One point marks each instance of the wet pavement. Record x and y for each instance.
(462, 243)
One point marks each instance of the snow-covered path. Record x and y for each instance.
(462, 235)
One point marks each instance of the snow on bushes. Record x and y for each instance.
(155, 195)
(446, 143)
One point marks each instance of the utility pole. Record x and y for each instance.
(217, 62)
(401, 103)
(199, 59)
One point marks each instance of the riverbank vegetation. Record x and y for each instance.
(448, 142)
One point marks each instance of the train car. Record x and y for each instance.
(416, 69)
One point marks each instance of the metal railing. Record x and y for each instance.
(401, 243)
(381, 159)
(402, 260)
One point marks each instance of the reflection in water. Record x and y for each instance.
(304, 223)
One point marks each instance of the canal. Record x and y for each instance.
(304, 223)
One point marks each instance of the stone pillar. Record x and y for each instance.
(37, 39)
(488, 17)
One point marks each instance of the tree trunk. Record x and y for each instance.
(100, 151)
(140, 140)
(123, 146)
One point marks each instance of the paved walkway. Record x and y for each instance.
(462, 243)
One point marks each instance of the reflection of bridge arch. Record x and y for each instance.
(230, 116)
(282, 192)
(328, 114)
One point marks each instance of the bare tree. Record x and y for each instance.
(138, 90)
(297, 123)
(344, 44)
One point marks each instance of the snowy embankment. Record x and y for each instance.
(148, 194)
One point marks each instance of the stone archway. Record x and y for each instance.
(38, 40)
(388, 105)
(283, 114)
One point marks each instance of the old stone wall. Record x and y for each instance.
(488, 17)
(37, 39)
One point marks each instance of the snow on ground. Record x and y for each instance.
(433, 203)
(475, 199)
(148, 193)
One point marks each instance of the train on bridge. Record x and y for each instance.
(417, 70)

···

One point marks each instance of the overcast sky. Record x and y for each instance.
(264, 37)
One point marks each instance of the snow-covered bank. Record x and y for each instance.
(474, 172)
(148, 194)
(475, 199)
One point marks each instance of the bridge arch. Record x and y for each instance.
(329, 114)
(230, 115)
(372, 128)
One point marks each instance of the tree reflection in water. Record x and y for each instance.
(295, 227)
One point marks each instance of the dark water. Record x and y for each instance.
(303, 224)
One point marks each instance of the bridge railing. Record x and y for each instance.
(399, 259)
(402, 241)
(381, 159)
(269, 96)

···

> _Instruction_
Count how many lines of the rows above contain the word "bridge", and reply with the number alone.

> _Final result_
4